Name: Anonymous 2018-08-21 22:47

These would be really crappy games. For example,
https://en.wikipedia.org/wiki/Action_52
the cart includes 52 games, yet they are so badly made, that a single proper game is better that all these 52 games combined. So nope, you need good planning, and good team and a good amount of time to implement the design test and fiddle with parameters.

IIRC, N64 Mario's designer spent several months just tuning the physics, controls and animation of the character, so it would feel easy and cool.

Name: Anonymous 2018-08-22 0:59

>>6
Software development was different back then. It was costly, time-consuming, and delays were the norm. Now, with ``agile'' bullshit, deadlines are more important than quality of code. That's why you get games with bugs and patches on day one.

Name: Anonymous 2018-08-22 20:17

>>7
Nope. It is the other way around: using NES sprite hardware is orders of magnitude cheaper and easier than the latest 3d engines, together with numerous software packages required to produce assets. Today just the WinMain function would be larger and more complicated than a NES game.

• [Data section]

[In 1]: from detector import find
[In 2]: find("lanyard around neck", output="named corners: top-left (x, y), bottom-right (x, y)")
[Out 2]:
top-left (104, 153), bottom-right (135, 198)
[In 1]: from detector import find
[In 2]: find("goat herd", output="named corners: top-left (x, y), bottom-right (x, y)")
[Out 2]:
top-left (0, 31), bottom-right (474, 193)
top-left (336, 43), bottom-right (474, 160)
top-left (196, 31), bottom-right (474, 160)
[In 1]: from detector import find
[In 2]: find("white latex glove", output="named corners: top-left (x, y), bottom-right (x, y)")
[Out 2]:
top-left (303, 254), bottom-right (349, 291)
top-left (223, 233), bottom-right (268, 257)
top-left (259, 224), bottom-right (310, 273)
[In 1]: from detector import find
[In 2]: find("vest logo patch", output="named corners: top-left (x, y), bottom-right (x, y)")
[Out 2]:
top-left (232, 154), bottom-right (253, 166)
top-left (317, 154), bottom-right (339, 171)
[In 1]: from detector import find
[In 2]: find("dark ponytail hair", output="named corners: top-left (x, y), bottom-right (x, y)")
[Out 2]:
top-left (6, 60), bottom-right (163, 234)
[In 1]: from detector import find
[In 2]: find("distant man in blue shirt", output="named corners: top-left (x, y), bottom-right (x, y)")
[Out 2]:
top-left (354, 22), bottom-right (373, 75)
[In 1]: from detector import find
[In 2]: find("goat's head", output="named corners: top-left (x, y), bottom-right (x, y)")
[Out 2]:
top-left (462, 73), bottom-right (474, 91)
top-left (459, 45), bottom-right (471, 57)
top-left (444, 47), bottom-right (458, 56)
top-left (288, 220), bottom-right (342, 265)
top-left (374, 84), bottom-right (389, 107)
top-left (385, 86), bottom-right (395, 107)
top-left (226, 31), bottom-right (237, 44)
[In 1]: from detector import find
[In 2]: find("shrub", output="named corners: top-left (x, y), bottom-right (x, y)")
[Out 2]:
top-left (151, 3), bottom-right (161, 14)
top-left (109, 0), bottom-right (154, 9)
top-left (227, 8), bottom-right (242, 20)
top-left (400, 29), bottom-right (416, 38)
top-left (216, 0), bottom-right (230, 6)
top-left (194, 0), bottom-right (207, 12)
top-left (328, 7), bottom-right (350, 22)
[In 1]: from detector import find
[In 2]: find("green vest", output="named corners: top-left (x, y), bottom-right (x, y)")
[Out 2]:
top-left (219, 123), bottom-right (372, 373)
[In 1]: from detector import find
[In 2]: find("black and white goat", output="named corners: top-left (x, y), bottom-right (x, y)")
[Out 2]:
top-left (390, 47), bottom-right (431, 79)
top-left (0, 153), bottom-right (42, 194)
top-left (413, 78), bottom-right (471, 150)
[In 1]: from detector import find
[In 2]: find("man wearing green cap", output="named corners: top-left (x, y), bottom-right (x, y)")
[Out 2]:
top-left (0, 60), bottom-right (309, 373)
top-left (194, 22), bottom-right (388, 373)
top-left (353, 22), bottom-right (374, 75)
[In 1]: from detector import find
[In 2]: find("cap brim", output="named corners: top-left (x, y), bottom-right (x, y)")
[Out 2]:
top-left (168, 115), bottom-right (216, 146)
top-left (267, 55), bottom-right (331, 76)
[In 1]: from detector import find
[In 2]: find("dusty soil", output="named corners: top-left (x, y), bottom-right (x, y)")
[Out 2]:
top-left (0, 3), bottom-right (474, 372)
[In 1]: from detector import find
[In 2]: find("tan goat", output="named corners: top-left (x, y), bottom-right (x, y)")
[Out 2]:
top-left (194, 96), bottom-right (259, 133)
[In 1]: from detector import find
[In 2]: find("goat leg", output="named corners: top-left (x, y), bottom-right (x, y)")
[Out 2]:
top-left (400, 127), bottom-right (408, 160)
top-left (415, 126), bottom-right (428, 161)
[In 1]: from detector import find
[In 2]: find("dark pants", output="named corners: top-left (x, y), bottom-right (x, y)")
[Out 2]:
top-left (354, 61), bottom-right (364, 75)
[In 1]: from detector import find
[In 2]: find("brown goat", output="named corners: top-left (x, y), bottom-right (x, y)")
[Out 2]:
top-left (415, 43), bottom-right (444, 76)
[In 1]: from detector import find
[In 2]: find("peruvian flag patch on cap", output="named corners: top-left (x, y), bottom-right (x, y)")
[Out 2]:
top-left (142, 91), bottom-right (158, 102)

• [Exercises]
a: According to the forum thread, how long did N64 Mario's designer spend tuning the character's physics, controls and animation?
b: Please write out the forum thread's text between "These would be" and "easy and cool.", inclusive.
The records aren't needed here.

• [Solutions per task]
a: Several months.

b:
These would be really crappy games. For example,
https://en.wikipedia.org/wiki/Action_52
the cart includes 52 games, yet they are so badly made, that a single proper game is better that all these 52 games combined. So nope, you need good planning, and good team and a good amount of time to implement the design test and fiddle with parameters.

IIRC, N64 Mario's designer spent several months just tuning the physics, controls and animation of the character, so it would feel easy and cool.